## Task objective:
Please copy out the following forum thread on OpenMP and NUMA memory allocation word for word, from start to finish.

## Text block:
--------
Intel(R) Xeon(R) CPU E5-2697 v3 (28 cores / 56 threads, 2 Sockets)

Example code:

unsigned long sum = 0;
long* array = (long*)malloc(sizeof(long) * 160000000);

// Initialisation
#pragma omp parallel for num_threads(56) schedule(static)
for(unsigned int i = 0; i < array_length; i++){
    array[i]= i%10;
}


// Time start

// Work
#pragma omp parallel for num_threads(56) shared(array, 160000000) reduction(+: sum)
for (unsigned long i = 0; i < array_length; i++)
{
    if (array[i] < 4)
    {
        sum += array[i];
    }
}

// Time End

_"NUMA Architecture with 28 cores"_ Could you be more specific? Which processor? How many sockets / NUMA nodes / memory controllers? Anyway, you may want to read about the _first touch policy_ (e.g., here: https://stackoverflow.com/q/12196553/580083). — Daniel Langr, Apr 29 '22 at 08:52
Another useful link: https://www.openmp.org/wp-content/uploads/SC18-BoothTalks-vanderPas.pdf. See slides 19 to 22, they nicely describe your issue. — Daniel Langr, Apr 29 '22 at 09:01

score 4 · Accepted Answer · answered Apr 29 '22 at 09:10

There are two aspects at work here:

NUMA allocation

In a NUMA system, memory pages can be local to a CPU or remote. By default Linux allocates memory in a first-touch policy, meaning the first write access to a memory page determines on which node the page is physically allocated.

If your malloc is large enough that new memory is requested from the OS (instead of reusing existing heap memory), this first touch will happen in the initialization. Because you use static scheduling for OpenMP, the same thread will use the memory that initialized it. Therefore, unless the thread gets migrated to a different CPU, which is unlikely, the memory will be local.
--------
## Annotated coordinate records:
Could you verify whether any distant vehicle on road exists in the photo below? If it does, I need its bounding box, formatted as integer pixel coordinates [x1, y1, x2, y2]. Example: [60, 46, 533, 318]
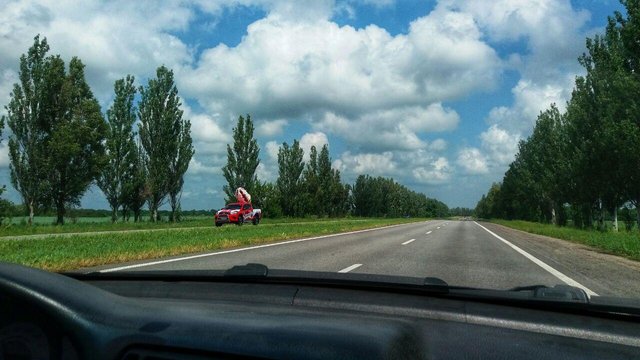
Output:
[215, 202, 262, 226]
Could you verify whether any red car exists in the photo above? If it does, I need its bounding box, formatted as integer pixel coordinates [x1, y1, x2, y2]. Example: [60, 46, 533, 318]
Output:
[215, 203, 262, 226]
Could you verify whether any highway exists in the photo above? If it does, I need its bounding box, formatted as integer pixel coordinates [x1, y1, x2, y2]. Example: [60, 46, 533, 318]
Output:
[98, 220, 640, 298]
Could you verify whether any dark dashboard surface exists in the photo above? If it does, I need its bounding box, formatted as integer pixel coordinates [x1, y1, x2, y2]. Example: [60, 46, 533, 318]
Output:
[0, 264, 640, 359]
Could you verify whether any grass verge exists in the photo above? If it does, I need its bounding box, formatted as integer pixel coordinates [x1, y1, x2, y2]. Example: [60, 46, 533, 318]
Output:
[492, 220, 640, 261]
[0, 219, 424, 271]
[0, 215, 370, 239]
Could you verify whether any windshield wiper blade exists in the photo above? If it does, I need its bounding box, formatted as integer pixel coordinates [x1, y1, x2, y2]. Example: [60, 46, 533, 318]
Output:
[223, 263, 269, 278]
[509, 284, 589, 304]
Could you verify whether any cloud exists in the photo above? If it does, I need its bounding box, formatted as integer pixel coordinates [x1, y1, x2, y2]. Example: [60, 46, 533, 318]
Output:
[333, 151, 396, 177]
[428, 139, 448, 151]
[480, 125, 521, 169]
[300, 131, 329, 161]
[256, 119, 289, 137]
[187, 157, 222, 176]
[180, 5, 501, 119]
[265, 141, 280, 162]
[412, 157, 453, 185]
[314, 103, 460, 151]
[487, 76, 574, 133]
[456, 148, 489, 175]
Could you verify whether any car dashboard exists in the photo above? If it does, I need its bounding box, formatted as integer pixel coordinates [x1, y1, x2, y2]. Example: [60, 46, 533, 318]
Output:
[0, 264, 640, 360]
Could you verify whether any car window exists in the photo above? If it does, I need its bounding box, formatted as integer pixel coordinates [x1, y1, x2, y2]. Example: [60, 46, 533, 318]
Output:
[0, 0, 640, 306]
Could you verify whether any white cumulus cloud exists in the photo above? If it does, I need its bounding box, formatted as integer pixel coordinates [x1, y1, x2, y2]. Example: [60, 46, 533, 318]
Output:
[456, 148, 489, 175]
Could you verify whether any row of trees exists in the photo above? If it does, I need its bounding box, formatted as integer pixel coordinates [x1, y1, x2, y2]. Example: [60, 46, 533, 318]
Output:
[352, 175, 449, 217]
[476, 0, 640, 230]
[2, 36, 194, 224]
[0, 36, 448, 224]
[222, 115, 449, 217]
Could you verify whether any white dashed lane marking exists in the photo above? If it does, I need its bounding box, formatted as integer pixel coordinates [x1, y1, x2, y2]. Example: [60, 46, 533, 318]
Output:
[402, 239, 416, 245]
[338, 264, 362, 273]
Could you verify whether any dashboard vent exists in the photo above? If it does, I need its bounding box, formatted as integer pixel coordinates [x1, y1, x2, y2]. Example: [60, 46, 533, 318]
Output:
[120, 347, 254, 360]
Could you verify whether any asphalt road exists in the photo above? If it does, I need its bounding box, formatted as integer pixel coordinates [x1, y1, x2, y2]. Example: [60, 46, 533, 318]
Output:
[99, 220, 640, 298]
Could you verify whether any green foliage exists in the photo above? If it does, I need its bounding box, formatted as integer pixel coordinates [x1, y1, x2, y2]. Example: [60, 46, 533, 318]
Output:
[222, 115, 260, 202]
[476, 0, 640, 230]
[6, 36, 107, 224]
[276, 140, 305, 216]
[352, 175, 449, 217]
[138, 66, 193, 221]
[97, 75, 137, 222]
[44, 57, 107, 224]
[2, 36, 54, 224]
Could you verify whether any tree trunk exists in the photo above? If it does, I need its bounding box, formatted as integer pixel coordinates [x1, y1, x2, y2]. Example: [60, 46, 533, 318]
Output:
[29, 200, 33, 226]
[56, 200, 65, 225]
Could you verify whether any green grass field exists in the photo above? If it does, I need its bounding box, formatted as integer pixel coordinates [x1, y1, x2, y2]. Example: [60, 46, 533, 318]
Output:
[492, 220, 640, 260]
[0, 219, 425, 271]
[0, 216, 350, 238]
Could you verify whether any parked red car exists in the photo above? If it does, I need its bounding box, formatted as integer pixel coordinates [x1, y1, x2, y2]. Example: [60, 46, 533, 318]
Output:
[215, 203, 262, 226]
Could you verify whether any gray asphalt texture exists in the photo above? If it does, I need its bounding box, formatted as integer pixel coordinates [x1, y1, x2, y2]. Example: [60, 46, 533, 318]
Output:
[95, 220, 640, 298]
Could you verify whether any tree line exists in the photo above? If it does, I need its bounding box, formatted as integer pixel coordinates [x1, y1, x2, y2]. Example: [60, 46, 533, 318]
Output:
[0, 36, 449, 224]
[222, 115, 449, 217]
[1, 36, 194, 224]
[476, 0, 640, 230]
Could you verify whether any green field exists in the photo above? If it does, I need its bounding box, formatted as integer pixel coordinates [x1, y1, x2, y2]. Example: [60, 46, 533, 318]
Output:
[492, 220, 640, 260]
[0, 218, 425, 271]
--------
## Solution for this exercise:
Intel(R) Xeon(R) CPU E5-2697 v3 (28 cores / 56 threads, 2 Sockets)

Example code:

unsigned long sum = 0;
long* array = (long*)malloc(sizeof(long) * 160000000);

// Initialisation
#pragma omp parallel for num_threads(56) schedule(static)
for(unsigned int i = 0; i < array_length; i++){
    array[i]= i%10;
}


// Time start

// Work
#pragma omp parallel for num_threads(56) shared(array, 160000000) reduction(+: sum)
for (unsigned long i = 0; i < array_length; i++)
{
    if (array[i] < 4)
    {
        sum += array[i];
    }
}

// Time End

_"NUMA Architecture with 28 cores"_ Could you be more specific? Which processor? How many sockets / NUMA nodes / memory controllers? Anyway, you may want to read about the _first touch policy_ (e.g., here: https://stackoverflow.com/q/12196553/580083). — Daniel Langr, Apr 29 '22 at 08:52
Another useful link: https://www.openmp.org/wp-content/uploads/SC18-BoothTalks-vanderPas.pdf. See slides 19 to 22, they nicely describe your issue. — Daniel Langr, Apr 29 '22 at 09:01

score 4 · Accepted Answer · answered Apr 29 '22 at 09:10

There are two aspects at work here:

NUMA allocation

In a NUMA system, memory pages can be local to a CPU or remote. By default Linux allocates memory in a first-touch policy, meaning the first write access to a memory page determines on which node the page is physically allocated.

If your malloc is large enough that new memory is requested from the OS (instead of reusing existing heap memory), this first touch will happen in the initialization. Because you use static scheduling for OpenMP, the same thread will use the memory that initialized it. Therefore, unless the thread gets migrated to a different CPU, which is unlikely, the memory will be local.